Input data:
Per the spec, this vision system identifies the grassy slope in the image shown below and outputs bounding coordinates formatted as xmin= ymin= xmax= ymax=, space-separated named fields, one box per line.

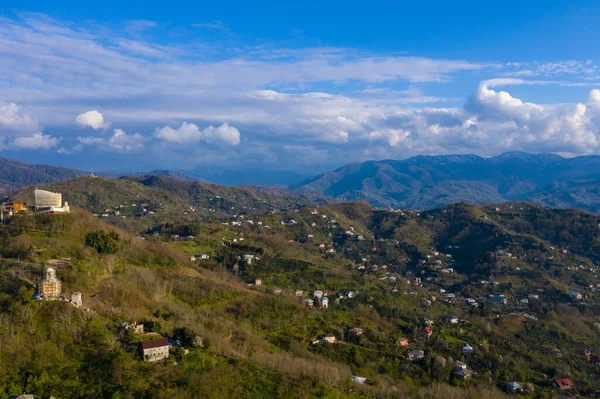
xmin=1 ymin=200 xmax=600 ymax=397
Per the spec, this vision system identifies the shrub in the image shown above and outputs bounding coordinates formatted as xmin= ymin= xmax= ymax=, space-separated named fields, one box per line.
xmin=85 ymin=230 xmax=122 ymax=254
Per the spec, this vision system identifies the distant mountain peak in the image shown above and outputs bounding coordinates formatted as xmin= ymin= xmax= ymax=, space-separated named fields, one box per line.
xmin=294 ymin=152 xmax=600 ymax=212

* * *

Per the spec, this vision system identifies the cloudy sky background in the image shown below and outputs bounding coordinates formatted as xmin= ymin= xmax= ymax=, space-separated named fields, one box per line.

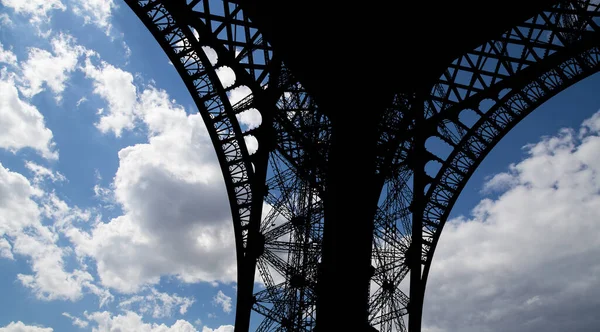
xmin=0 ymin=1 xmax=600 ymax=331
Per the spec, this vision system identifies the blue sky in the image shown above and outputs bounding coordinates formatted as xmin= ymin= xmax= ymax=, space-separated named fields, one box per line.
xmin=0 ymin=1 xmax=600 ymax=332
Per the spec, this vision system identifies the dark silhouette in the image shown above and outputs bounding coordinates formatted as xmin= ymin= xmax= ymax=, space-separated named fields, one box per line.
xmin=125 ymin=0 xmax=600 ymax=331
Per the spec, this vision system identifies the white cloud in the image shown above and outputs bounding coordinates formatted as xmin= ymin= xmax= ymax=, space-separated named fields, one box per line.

Your objective: Range to print from the listing above: from the line with "Per the spec, this vision system identifies the cloudy" up to and including the line with "Per the spec, this vision system identifies the white". Please print those lines exactly, with no pictures and nothing more.

Result of the task:
Per the spec, this vision system identifies the cloudy sky background in the image shown below and outputs bounding coordinates formatted as xmin= ymin= xmax= ymax=, space-separated named fields, one box per line.

xmin=0 ymin=1 xmax=600 ymax=331
Per the spec, this vision system identifies the blue sky in the image shown above and outputs bounding coordinates formatted as xmin= ymin= xmax= ymax=, space-separated named fields, one box per line.
xmin=0 ymin=1 xmax=600 ymax=332
Per the spec, this vision system identifies the dark silhouette in the image shown above and outputs bounding coordinates formatted as xmin= ymin= xmax= ymax=, space-separated named fields, one box per line.
xmin=125 ymin=0 xmax=600 ymax=331
Per the spec, this vision system identifies the white cloud in the image shown above and outputs bounding coordinates formatted as xmin= ymin= xmax= ymax=, space-separated named fields, one box per line.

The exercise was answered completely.